▶ **Text section**
-.-.-

New research from Michigan State University and Johns Hopkins University is the first to uncover that hospital cash prices are often lower than commercial prices, offering more affordability for patients.

Hospitals set the price of their services in two ways: determining a cash price in house and negotiating a commercial price with insurance companies. Considering that 26 million Americans are uninsured and nearly one-third of U.S. workers are enrolled in high-deductible health plans, cash prices can have an immense impact on people seeking affordable care.

Xuefeng John Jiang headshot

John (Xuefeng) Jiang, Plante Moran Faculty Fellow and professor of accounting and information systems

“In the current third-party payment system, hospitals negotiate price with insurance companies, whose interest is not always perfectly aligned with consumers’,” John (Xuefeng) Jiang, Plante Moran Faculty Fellow, professor of accounting and information systems and lead author of the study, said. “In contrast, some hospitals use a lower cash price to directly attract price-sensitive self-pay patients, whether they are uninsured or underinsured. A hospital–patient system can offer excellent value for patients.”

Until now, researchers have not been able to explore the relationship between the two pricing systems because of data availability. However, on Jan. 1, 2021, the federal Centers for Medicare and Medicaid Services implemented the Hospital Price Transparency Final Rule, requiring hospitals in the United States to disclose prices for high-volume common services.

The findings from MSU and Johns Hopkins, published today in the Journal of the American Medical Association Network Open, provide a national analysis and comparison of cash vs. commercial prices for 70 hospital services — everything from blood tests and x-rays to biopsies and surgeries.

Alongside Jiang, the research was conducted by Ge Bai (Ph.D. Accounting & Information Systems ’12), professor of accounting at Johns Hopkins Carey Business School and professor of health policy and management at Johns Hopkins Bloomberg School of Public Health, and Martin Makary, professor of surgery at Johns Hopkins School of Medicine and professor at Johns Hopkins Carey Business School.

-.-.-

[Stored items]

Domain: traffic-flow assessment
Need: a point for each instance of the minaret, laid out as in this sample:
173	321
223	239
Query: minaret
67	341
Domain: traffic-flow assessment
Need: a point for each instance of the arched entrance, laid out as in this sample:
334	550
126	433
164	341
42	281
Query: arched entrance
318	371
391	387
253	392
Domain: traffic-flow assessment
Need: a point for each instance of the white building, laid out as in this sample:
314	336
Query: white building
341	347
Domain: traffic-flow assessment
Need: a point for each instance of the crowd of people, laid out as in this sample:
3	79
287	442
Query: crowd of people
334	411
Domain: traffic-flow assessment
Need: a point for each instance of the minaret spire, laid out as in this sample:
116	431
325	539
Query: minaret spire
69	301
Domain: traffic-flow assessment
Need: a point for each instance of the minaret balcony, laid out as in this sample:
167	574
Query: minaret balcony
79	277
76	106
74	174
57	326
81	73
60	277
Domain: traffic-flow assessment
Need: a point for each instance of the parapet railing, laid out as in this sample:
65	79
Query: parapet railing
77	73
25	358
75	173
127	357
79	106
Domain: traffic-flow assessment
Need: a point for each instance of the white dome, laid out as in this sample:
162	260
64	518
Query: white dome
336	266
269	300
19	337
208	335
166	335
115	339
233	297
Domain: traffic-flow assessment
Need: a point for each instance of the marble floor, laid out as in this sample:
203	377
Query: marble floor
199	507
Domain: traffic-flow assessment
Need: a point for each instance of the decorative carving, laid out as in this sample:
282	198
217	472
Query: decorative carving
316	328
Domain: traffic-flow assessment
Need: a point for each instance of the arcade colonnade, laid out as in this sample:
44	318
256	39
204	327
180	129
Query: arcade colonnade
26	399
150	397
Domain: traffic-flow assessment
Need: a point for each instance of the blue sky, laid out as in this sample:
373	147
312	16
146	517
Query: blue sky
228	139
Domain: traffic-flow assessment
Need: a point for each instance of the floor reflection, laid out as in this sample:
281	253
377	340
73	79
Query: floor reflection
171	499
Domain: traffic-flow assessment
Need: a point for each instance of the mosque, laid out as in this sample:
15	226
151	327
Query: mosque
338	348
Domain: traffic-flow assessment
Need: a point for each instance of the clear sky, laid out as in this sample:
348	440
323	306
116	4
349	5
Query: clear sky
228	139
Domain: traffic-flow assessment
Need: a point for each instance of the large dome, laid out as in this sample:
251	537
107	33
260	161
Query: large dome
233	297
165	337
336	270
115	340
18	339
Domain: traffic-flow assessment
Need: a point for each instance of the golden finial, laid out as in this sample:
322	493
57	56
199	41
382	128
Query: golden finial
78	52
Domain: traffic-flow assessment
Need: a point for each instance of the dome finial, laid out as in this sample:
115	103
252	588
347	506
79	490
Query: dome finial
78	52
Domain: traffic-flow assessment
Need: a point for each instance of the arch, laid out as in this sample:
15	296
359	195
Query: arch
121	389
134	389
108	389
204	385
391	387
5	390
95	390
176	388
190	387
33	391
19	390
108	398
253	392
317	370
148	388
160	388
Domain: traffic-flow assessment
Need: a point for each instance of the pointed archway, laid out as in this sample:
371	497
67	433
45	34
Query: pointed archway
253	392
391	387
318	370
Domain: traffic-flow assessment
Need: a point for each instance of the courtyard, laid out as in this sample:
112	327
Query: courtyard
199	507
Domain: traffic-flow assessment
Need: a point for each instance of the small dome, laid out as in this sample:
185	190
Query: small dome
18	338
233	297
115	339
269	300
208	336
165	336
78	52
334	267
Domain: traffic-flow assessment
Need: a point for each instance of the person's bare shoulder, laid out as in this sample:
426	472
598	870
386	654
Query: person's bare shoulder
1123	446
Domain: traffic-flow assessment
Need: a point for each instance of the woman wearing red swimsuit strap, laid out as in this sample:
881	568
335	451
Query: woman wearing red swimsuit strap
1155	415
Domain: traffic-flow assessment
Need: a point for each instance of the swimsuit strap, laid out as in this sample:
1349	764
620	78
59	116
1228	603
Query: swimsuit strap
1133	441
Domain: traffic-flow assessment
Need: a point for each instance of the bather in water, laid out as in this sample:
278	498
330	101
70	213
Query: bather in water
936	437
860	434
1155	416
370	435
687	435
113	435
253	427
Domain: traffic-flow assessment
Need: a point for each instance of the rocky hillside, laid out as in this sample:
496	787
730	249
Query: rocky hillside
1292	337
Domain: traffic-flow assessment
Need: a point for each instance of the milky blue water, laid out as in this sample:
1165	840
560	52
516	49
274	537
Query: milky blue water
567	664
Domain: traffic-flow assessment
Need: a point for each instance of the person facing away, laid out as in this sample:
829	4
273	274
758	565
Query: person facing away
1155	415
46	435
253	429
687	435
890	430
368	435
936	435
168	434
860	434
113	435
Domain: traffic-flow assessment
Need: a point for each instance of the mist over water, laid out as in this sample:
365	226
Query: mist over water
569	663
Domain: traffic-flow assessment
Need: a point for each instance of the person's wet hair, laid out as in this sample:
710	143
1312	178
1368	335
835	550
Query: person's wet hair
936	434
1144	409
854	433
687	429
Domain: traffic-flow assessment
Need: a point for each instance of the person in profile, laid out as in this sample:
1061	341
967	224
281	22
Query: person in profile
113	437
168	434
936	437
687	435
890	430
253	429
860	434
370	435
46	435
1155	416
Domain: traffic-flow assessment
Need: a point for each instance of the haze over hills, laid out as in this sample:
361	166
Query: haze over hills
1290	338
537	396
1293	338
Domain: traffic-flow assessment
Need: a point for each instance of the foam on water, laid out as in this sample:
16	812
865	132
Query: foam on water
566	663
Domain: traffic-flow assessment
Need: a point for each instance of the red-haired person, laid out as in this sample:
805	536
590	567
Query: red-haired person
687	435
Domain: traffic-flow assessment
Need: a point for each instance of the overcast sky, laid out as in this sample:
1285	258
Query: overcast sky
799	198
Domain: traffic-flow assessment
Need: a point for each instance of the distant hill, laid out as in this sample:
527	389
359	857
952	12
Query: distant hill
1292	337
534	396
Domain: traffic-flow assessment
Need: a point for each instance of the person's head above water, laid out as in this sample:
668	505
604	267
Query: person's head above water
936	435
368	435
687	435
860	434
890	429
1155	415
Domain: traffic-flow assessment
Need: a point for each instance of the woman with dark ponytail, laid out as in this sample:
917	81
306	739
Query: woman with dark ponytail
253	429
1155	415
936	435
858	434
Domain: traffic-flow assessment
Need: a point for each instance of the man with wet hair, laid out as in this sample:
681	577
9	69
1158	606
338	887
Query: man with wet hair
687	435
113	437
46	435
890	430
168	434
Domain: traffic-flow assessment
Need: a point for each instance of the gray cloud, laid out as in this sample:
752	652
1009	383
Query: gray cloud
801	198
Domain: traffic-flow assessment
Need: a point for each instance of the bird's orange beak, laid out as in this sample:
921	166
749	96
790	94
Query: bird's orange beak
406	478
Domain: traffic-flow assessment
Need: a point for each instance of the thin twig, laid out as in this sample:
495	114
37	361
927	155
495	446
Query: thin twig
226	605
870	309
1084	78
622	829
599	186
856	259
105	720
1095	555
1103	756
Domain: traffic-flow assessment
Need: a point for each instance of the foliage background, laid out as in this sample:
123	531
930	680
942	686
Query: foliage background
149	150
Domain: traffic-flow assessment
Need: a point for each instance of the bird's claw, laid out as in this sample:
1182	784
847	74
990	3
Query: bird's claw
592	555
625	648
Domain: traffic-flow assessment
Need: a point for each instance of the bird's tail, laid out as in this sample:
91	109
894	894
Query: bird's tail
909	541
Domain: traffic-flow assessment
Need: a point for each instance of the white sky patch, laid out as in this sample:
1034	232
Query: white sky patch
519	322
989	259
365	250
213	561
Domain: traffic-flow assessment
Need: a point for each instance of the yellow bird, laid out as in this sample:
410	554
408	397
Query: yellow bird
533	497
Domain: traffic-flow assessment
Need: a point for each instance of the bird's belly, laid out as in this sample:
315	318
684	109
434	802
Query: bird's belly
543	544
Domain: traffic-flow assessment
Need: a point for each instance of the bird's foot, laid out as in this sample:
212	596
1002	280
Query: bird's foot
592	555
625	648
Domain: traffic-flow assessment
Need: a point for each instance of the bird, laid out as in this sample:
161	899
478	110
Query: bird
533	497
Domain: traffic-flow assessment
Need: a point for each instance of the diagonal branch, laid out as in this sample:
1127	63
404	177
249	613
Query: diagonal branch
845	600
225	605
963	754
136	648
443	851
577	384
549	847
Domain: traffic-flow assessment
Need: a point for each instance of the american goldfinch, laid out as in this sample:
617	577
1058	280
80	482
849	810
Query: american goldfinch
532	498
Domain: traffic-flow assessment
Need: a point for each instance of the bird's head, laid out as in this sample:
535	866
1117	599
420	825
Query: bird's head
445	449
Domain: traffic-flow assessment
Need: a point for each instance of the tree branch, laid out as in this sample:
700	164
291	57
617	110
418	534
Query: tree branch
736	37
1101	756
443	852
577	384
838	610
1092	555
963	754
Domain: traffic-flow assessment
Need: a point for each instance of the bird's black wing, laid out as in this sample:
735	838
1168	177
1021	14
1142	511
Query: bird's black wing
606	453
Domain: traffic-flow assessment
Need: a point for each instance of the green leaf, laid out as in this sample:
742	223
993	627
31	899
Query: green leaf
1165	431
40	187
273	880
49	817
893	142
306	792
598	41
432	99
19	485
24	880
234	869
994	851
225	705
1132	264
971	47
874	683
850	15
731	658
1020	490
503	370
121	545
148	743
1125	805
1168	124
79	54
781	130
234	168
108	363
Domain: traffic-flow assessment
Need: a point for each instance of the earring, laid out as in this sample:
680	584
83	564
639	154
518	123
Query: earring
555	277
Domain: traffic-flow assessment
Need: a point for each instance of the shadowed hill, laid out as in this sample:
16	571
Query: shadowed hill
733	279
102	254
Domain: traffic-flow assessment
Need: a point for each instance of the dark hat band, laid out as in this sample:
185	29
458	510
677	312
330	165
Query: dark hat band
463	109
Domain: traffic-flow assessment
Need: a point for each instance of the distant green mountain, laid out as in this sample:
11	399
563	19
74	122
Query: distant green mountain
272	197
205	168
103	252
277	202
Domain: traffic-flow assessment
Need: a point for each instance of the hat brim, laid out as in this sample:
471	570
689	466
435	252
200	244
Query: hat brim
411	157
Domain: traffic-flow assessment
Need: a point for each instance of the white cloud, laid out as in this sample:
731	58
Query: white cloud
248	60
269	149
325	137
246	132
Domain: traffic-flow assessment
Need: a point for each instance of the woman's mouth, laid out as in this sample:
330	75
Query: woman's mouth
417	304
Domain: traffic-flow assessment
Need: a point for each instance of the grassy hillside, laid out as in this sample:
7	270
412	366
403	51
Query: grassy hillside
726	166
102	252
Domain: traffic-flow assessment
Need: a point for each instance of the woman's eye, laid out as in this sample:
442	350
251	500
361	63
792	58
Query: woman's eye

-.-.-

▶ **Activity list**
(a) Using the article on hospital cash prices above, decide whether each statement agrees with it, answering yes or no and quoting the deciding words: (i) The Hospital Price Transparency Final Rule was implemented on Jan. 1, 2021. (ii) The study compared cash and commercial prices for 100 hospital services. (iii) Ge Bai is a professor of surgery at Johns Hopkins School of Medicine.
(b) Write the next part of the article on hospital cash prices above, starting after its final sentence.

▶ **Task-by-task answers**
(a)
(i) Yes: "on Jan. 1, 2021, the federal Centers for Medicare and Medicaid Services implemented the Hospital Price Transparency Final Rule"
(ii) No: "comparison of cash vs. commercial prices for 70 hospital services"
(iii) No: "Ge Bai (Ph.D. Accounting & Information Systems ’12), professor of accounting at Johns Hopkins Carey Business School"

(b)
Bai, who studies the intersection of accounting and health care policy and has testified to Congress on the topic, said the finding that unilaterally determined cash price is often lower than bilaterally negotiated price sends a signal to policymakers looking to improve the affordability of health care services.

“Policymakers can encourage the direct payment system for routine services and subsidize health savings accounts (HSAs) for economically disadvantaged individuals to enhance health equity,” she said. “A direct payment system for routine services can empower patients, promote provider competition and bring the best value to patients.”

The findings work in tandem with three recent papers on which Jiang and Bai have teamed up with other experts to examine hospital pricing transparency and the dynamics of commercially negotiated prices for radiology and surgery services. When taken together, the collective results reveal how policymakers can promote price competition and create value for patients.

Jiang and Bai noted how their studies show that price transparency has the potential to catalyze a positive transformation of the U.S. health care system. However, more policy changes are needed in the meantime to promote competition and enable efficient purchases of health care services for consumers.